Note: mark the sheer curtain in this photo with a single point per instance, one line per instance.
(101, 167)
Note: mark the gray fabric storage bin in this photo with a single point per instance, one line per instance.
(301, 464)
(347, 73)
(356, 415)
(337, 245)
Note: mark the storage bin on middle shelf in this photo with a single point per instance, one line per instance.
===============
INSTRUCTIONS TO FOLLOW:
Rewrite all of the lines above, changing every "storage bin" to "storage basket" and leaving everything else as it is.

OUTPUT OF THE EXERCISE:
Note: mark the sheer curtain in this photo with a single point per instance, one line per instance.
(101, 167)
Note: mark the gray fabric storage basket in this photo with a single point per instance, one line per instance.
(301, 464)
(347, 73)
(356, 415)
(337, 245)
Note: mark the storage basket on middle shelf in this photo with a single point per instance, one line per instance.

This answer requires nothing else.